*Выбранный отрывок*

+--

Именно в двенадцатом веке, и даже раньше того, во Франции существовали два поэтических течения, два выразительных начала одного и того же общества. Французские труверы черпали из одного источника, бретонские арфисты – из другого. Первые выражали нравы, характер и чаяния франкских племен; вторые, отделенные от прочего населения Франции своим языком и обычаями, лелеяли в стороне воспоминания о былой независимости и хранили культ патриотических традиций. Они предпочитали картинам битв и сражений французских баронов легенды о былых приключениях, где причиной была любовь, или те, что утверждали суеверия, с которыми тщетно боролось христианство. Мелодичные формы бретонской поэзии разносились далеко и вскоре завоевали сердца французов в других наших провинциях; арфистов хорошо принимали за пределами Бретани; затем появился интерес и к сюжетам песен, которым так охотно внимали слушатели. Постепенно французские жонглеры обратили это себе на пользу и поняли, сколь привлекательны могут быть все эти лэ о Тристане, Орфее, Пираме и Тисбе, Горионе, Грэлене, Иньоресе, Ланвале и т. д. Во Франции хорошо принимали любые сказки и истории, сочиненные для развлечения; долгое время их продолжали ценить наравне с жестами, этим великим и мощным творением древней нации франков; но слушали все-таки сказки из Бретани, и жесты день ото дня теряли ту почву, которую отвоевывали лэ и бретонские легенды, внедряясь в средневековое общество. Благодаря их влиянию нравы становились мягче, чувства нежнее, характеры гуманнее. Сказаниям о ссорах феодалов, о войнах против мавров, которые более не угрожали Франции, с каждым днем все явственнее предпочитались картины придворных турниров, любовных испытаний и сверхъестественных приключений, составляющих основу бретонской поэзии.
Но эта достопамятная революция произошла не в один день: Франция еще только готовилась к ней, когда Гальфрид Монмутский написал книгу, которой довелось стать предтечей и привести к созданию Романов Круглого Стола.

+--

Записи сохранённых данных
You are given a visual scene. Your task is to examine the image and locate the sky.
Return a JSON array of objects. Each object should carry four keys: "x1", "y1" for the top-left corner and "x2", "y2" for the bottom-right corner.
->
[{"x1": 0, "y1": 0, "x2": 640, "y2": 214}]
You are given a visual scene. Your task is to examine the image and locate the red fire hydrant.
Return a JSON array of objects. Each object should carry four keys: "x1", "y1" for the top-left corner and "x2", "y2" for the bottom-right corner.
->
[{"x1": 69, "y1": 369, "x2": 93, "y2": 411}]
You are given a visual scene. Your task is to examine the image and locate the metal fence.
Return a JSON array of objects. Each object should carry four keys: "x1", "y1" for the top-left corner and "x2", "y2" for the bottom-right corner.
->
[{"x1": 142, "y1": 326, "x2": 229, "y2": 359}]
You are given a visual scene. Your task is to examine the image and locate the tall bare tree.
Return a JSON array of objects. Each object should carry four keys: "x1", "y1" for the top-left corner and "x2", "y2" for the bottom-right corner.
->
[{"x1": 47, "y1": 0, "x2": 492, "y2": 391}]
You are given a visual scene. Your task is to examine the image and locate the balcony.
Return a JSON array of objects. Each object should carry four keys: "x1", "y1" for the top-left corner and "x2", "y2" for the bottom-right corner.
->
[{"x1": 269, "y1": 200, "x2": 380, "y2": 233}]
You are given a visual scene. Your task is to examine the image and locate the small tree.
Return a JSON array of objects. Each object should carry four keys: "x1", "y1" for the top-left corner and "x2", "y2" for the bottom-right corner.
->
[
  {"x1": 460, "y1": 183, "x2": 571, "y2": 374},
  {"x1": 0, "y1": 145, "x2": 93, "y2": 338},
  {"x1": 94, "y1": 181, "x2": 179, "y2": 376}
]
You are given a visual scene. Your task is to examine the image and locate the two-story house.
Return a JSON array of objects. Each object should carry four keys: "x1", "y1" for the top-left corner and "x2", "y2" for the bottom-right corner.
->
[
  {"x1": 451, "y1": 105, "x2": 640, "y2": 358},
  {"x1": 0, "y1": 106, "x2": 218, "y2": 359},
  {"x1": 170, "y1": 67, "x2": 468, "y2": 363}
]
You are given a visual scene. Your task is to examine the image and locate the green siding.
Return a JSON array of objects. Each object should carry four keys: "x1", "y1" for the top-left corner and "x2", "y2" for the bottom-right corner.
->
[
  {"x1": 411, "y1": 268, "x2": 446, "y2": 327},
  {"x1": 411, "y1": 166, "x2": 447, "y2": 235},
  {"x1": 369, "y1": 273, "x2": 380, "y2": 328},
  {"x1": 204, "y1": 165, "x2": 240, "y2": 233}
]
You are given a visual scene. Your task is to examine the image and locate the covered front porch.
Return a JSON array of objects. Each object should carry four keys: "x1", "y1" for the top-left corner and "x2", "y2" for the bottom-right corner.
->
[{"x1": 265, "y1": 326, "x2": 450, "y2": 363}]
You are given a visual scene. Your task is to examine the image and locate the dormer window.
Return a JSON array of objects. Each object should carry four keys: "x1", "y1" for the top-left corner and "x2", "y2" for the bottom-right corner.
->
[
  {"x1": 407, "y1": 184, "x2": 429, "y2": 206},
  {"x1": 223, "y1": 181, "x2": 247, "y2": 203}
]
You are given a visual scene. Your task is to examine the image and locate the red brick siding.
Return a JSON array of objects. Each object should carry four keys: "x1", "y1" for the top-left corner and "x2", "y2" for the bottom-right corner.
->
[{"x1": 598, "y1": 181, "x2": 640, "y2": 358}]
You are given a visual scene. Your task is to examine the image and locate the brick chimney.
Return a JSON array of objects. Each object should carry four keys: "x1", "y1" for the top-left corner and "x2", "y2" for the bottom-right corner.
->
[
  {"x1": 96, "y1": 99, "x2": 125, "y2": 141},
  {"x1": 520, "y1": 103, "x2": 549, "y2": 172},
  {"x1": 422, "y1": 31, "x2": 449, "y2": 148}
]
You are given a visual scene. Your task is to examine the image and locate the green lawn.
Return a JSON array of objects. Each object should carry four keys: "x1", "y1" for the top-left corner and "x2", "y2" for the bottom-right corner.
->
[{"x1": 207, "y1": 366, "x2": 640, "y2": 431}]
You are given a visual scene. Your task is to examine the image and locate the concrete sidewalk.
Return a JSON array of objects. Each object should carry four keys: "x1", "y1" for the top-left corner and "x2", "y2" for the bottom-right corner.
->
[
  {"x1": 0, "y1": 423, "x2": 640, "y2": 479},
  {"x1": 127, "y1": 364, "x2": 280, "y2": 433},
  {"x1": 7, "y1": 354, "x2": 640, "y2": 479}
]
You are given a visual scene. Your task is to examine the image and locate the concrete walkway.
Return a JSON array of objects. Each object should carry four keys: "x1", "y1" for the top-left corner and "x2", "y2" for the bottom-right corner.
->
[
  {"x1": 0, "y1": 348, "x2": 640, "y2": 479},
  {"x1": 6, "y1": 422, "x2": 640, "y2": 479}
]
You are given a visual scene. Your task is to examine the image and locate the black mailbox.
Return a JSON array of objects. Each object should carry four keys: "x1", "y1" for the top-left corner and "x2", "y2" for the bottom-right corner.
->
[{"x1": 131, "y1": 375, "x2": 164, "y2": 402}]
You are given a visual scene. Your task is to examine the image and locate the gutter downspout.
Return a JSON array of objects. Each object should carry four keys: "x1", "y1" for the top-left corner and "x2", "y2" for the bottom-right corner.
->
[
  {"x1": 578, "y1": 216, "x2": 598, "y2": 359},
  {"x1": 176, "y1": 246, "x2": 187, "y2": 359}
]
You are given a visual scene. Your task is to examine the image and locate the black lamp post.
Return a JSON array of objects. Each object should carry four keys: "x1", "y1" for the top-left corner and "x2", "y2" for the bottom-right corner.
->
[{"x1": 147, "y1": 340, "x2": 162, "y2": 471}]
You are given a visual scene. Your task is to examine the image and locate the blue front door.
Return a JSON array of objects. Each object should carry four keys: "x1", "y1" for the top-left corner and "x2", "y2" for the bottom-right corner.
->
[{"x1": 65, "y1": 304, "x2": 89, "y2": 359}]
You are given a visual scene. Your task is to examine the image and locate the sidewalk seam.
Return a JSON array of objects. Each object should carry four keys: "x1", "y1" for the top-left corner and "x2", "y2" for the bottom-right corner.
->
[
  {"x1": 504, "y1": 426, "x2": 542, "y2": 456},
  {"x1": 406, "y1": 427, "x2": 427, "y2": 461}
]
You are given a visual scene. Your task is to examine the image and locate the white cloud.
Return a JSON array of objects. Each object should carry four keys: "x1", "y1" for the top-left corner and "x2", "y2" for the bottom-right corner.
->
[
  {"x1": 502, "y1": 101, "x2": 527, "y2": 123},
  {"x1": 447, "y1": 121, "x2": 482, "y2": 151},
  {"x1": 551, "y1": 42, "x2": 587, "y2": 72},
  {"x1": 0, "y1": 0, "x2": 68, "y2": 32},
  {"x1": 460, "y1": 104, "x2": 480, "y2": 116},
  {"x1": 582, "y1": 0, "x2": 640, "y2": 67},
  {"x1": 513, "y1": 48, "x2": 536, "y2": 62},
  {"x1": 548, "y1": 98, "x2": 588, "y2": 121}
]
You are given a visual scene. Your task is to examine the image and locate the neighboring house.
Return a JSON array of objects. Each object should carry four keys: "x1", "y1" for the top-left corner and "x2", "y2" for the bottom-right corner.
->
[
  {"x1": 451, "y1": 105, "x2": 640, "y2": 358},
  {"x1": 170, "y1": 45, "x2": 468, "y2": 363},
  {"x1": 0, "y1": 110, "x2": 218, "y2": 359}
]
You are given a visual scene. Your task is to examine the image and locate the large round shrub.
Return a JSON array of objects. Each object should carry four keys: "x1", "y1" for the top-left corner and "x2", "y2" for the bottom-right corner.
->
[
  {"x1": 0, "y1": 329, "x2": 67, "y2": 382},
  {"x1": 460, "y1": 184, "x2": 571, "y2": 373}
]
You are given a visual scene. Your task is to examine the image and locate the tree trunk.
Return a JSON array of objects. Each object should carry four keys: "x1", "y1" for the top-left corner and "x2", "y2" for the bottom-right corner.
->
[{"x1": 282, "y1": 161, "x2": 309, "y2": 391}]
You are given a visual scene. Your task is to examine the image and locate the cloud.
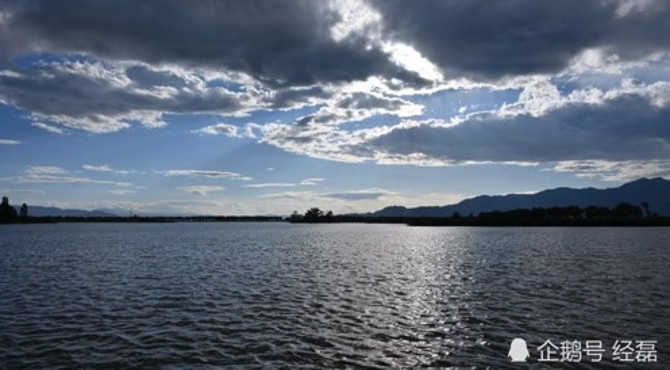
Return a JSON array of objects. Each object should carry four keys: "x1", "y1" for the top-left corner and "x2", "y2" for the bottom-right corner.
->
[
  {"x1": 108, "y1": 189, "x2": 137, "y2": 196},
  {"x1": 366, "y1": 95, "x2": 670, "y2": 163},
  {"x1": 321, "y1": 189, "x2": 396, "y2": 201},
  {"x1": 242, "y1": 182, "x2": 295, "y2": 188},
  {"x1": 300, "y1": 177, "x2": 325, "y2": 186},
  {"x1": 81, "y1": 164, "x2": 132, "y2": 175},
  {"x1": 0, "y1": 0, "x2": 414, "y2": 86},
  {"x1": 193, "y1": 123, "x2": 238, "y2": 137},
  {"x1": 546, "y1": 160, "x2": 670, "y2": 182},
  {"x1": 17, "y1": 166, "x2": 132, "y2": 187},
  {"x1": 156, "y1": 170, "x2": 251, "y2": 181},
  {"x1": 31, "y1": 122, "x2": 65, "y2": 135},
  {"x1": 0, "y1": 61, "x2": 247, "y2": 133},
  {"x1": 370, "y1": 0, "x2": 670, "y2": 80},
  {"x1": 0, "y1": 139, "x2": 23, "y2": 145},
  {"x1": 177, "y1": 185, "x2": 225, "y2": 197},
  {"x1": 81, "y1": 164, "x2": 113, "y2": 172},
  {"x1": 263, "y1": 79, "x2": 670, "y2": 166}
]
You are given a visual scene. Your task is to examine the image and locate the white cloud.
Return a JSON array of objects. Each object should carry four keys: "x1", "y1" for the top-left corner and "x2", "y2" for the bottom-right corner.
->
[
  {"x1": 193, "y1": 123, "x2": 238, "y2": 137},
  {"x1": 545, "y1": 160, "x2": 670, "y2": 182},
  {"x1": 243, "y1": 182, "x2": 295, "y2": 188},
  {"x1": 81, "y1": 164, "x2": 113, "y2": 172},
  {"x1": 156, "y1": 170, "x2": 251, "y2": 181},
  {"x1": 108, "y1": 189, "x2": 137, "y2": 196},
  {"x1": 300, "y1": 177, "x2": 324, "y2": 186},
  {"x1": 81, "y1": 164, "x2": 134, "y2": 175},
  {"x1": 18, "y1": 166, "x2": 132, "y2": 187},
  {"x1": 32, "y1": 122, "x2": 65, "y2": 135},
  {"x1": 177, "y1": 185, "x2": 225, "y2": 197}
]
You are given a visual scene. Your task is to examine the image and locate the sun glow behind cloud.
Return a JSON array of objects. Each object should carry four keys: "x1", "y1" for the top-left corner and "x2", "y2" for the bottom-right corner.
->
[{"x1": 0, "y1": 0, "x2": 670, "y2": 212}]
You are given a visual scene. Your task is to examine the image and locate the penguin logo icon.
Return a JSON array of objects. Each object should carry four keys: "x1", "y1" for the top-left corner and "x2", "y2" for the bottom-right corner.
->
[{"x1": 507, "y1": 338, "x2": 530, "y2": 362}]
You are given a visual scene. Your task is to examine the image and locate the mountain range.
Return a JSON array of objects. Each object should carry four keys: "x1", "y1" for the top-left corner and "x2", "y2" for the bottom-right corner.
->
[{"x1": 368, "y1": 177, "x2": 670, "y2": 217}]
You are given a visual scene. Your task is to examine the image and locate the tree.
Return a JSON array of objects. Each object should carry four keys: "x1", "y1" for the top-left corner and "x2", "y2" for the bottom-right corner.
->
[
  {"x1": 640, "y1": 202, "x2": 651, "y2": 218},
  {"x1": 303, "y1": 207, "x2": 323, "y2": 222},
  {"x1": 291, "y1": 211, "x2": 302, "y2": 222}
]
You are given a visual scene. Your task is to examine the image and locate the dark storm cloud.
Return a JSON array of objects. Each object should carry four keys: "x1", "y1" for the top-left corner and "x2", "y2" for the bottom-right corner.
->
[
  {"x1": 371, "y1": 0, "x2": 670, "y2": 79},
  {"x1": 0, "y1": 0, "x2": 412, "y2": 85},
  {"x1": 366, "y1": 95, "x2": 670, "y2": 162},
  {"x1": 0, "y1": 63, "x2": 240, "y2": 116}
]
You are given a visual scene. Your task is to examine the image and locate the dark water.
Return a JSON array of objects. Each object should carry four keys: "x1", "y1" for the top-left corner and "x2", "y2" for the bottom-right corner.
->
[{"x1": 0, "y1": 223, "x2": 670, "y2": 369}]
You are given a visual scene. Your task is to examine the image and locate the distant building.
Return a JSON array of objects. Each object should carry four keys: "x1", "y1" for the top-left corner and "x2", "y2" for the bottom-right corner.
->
[{"x1": 0, "y1": 197, "x2": 18, "y2": 224}]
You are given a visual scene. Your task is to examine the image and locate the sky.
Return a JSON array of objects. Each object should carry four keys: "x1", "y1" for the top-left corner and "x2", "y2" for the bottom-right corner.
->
[{"x1": 0, "y1": 0, "x2": 670, "y2": 215}]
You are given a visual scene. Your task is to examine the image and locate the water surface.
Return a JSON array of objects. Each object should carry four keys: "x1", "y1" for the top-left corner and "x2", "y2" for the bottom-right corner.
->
[{"x1": 0, "y1": 223, "x2": 670, "y2": 369}]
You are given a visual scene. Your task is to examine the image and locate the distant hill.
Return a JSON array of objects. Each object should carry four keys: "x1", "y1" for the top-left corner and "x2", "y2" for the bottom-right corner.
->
[
  {"x1": 14, "y1": 204, "x2": 118, "y2": 217},
  {"x1": 368, "y1": 177, "x2": 670, "y2": 217}
]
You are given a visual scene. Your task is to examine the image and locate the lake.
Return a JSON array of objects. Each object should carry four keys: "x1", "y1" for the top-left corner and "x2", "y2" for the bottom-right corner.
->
[{"x1": 0, "y1": 223, "x2": 670, "y2": 369}]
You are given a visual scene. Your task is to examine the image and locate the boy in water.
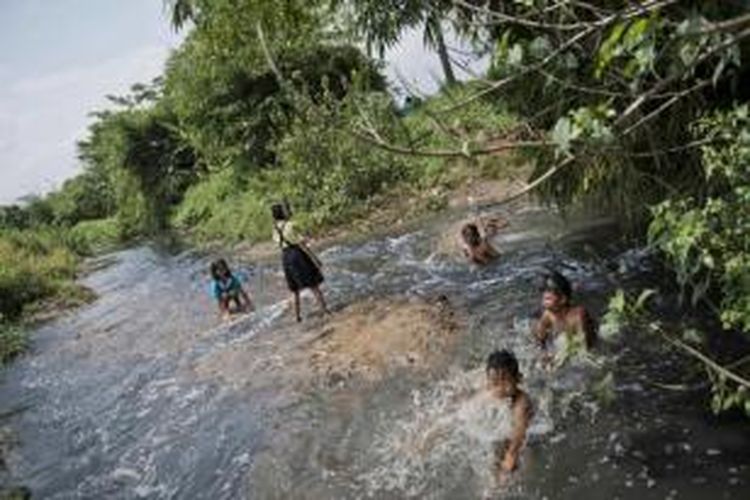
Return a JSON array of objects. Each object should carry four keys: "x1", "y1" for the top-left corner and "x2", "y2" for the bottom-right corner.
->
[
  {"x1": 487, "y1": 350, "x2": 534, "y2": 473},
  {"x1": 534, "y1": 272, "x2": 596, "y2": 356},
  {"x1": 211, "y1": 259, "x2": 253, "y2": 318},
  {"x1": 461, "y1": 219, "x2": 507, "y2": 265}
]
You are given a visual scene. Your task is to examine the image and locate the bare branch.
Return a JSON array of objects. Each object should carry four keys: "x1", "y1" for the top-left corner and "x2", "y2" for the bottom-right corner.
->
[
  {"x1": 477, "y1": 156, "x2": 575, "y2": 209},
  {"x1": 615, "y1": 29, "x2": 750, "y2": 125},
  {"x1": 438, "y1": 28, "x2": 595, "y2": 113},
  {"x1": 453, "y1": 0, "x2": 679, "y2": 31},
  {"x1": 622, "y1": 80, "x2": 711, "y2": 136},
  {"x1": 662, "y1": 332, "x2": 750, "y2": 389},
  {"x1": 353, "y1": 128, "x2": 555, "y2": 158}
]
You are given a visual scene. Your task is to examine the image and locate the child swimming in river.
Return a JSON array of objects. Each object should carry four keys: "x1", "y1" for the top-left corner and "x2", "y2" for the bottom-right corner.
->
[
  {"x1": 533, "y1": 272, "x2": 596, "y2": 358},
  {"x1": 461, "y1": 218, "x2": 507, "y2": 265},
  {"x1": 211, "y1": 259, "x2": 253, "y2": 318},
  {"x1": 486, "y1": 350, "x2": 534, "y2": 473}
]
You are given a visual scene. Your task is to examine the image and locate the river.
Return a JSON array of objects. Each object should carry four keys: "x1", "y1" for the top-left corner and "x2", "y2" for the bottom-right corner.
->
[{"x1": 0, "y1": 207, "x2": 750, "y2": 500}]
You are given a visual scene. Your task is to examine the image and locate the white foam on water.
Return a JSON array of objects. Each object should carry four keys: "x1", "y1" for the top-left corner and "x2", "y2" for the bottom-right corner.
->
[{"x1": 358, "y1": 369, "x2": 552, "y2": 497}]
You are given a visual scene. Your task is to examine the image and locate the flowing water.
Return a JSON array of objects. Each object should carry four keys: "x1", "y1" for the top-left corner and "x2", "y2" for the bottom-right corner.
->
[{"x1": 0, "y1": 205, "x2": 750, "y2": 500}]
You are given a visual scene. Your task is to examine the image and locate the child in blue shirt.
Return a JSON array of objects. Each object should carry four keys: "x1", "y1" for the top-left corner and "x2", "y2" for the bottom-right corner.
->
[{"x1": 211, "y1": 259, "x2": 254, "y2": 318}]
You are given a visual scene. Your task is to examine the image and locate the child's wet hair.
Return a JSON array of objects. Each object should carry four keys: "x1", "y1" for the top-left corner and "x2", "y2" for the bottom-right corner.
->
[
  {"x1": 542, "y1": 271, "x2": 573, "y2": 299},
  {"x1": 211, "y1": 259, "x2": 231, "y2": 280},
  {"x1": 486, "y1": 349, "x2": 521, "y2": 379},
  {"x1": 271, "y1": 203, "x2": 291, "y2": 221},
  {"x1": 461, "y1": 222, "x2": 482, "y2": 247}
]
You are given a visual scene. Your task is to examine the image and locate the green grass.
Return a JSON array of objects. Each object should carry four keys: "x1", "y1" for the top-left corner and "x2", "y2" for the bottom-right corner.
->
[
  {"x1": 172, "y1": 85, "x2": 517, "y2": 243},
  {"x1": 0, "y1": 322, "x2": 28, "y2": 366}
]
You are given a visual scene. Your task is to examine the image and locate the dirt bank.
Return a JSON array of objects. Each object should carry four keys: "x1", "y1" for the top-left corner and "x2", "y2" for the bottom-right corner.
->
[{"x1": 191, "y1": 296, "x2": 465, "y2": 390}]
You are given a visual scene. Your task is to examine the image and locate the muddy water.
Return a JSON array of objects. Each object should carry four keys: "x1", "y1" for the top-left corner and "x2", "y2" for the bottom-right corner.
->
[{"x1": 0, "y1": 205, "x2": 750, "y2": 500}]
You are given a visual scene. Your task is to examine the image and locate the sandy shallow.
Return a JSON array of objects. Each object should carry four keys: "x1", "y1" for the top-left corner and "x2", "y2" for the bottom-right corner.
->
[{"x1": 191, "y1": 296, "x2": 465, "y2": 389}]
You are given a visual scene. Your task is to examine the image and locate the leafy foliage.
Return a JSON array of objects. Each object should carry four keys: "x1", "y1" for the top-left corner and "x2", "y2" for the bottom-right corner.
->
[{"x1": 649, "y1": 105, "x2": 750, "y2": 333}]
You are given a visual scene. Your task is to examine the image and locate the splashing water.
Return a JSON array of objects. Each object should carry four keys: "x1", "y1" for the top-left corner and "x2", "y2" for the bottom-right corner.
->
[{"x1": 0, "y1": 210, "x2": 750, "y2": 500}]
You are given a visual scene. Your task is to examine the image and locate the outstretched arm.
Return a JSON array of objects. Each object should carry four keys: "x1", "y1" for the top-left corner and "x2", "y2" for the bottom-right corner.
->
[
  {"x1": 578, "y1": 307, "x2": 597, "y2": 350},
  {"x1": 533, "y1": 311, "x2": 553, "y2": 349},
  {"x1": 500, "y1": 393, "x2": 533, "y2": 472},
  {"x1": 477, "y1": 217, "x2": 509, "y2": 238},
  {"x1": 240, "y1": 286, "x2": 255, "y2": 311}
]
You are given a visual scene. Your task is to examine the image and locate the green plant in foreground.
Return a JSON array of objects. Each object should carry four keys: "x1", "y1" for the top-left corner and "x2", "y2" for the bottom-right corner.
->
[
  {"x1": 602, "y1": 290, "x2": 750, "y2": 417},
  {"x1": 0, "y1": 322, "x2": 28, "y2": 365}
]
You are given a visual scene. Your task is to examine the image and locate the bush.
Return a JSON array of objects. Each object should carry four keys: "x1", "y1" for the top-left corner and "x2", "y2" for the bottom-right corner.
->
[
  {"x1": 0, "y1": 322, "x2": 28, "y2": 366},
  {"x1": 271, "y1": 93, "x2": 408, "y2": 226},
  {"x1": 173, "y1": 168, "x2": 272, "y2": 242},
  {"x1": 66, "y1": 218, "x2": 123, "y2": 255},
  {"x1": 0, "y1": 228, "x2": 78, "y2": 320}
]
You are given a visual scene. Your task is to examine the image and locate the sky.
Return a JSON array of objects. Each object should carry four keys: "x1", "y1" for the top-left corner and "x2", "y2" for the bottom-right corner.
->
[{"x1": 0, "y1": 0, "x2": 488, "y2": 205}]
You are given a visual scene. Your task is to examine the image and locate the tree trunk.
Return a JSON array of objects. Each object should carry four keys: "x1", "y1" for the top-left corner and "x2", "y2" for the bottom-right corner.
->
[{"x1": 433, "y1": 19, "x2": 456, "y2": 85}]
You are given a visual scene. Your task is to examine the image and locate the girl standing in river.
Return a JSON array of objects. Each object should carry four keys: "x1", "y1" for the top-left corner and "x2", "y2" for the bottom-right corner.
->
[
  {"x1": 271, "y1": 203, "x2": 329, "y2": 321},
  {"x1": 211, "y1": 259, "x2": 253, "y2": 319}
]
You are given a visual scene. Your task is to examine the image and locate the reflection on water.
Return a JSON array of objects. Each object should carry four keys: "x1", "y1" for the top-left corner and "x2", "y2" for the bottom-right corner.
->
[{"x1": 0, "y1": 207, "x2": 750, "y2": 499}]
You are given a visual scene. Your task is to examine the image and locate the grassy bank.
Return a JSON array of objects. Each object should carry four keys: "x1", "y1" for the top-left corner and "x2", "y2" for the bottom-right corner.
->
[
  {"x1": 171, "y1": 86, "x2": 519, "y2": 244},
  {"x1": 0, "y1": 220, "x2": 119, "y2": 364}
]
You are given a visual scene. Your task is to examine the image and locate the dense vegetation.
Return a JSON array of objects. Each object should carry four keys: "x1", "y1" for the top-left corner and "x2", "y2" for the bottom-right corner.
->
[{"x1": 0, "y1": 0, "x2": 750, "y2": 414}]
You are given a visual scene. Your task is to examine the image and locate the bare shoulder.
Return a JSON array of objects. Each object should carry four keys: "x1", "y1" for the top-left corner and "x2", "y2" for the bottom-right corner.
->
[{"x1": 513, "y1": 391, "x2": 534, "y2": 421}]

+--

Кто, согласно отрывку о бретонской поэзии, написал книгу, которая стала предтечей Романов Круглого Стола? Записи здесь никакой роли не играют.

*Ответ*
Гальфрид Монмутский.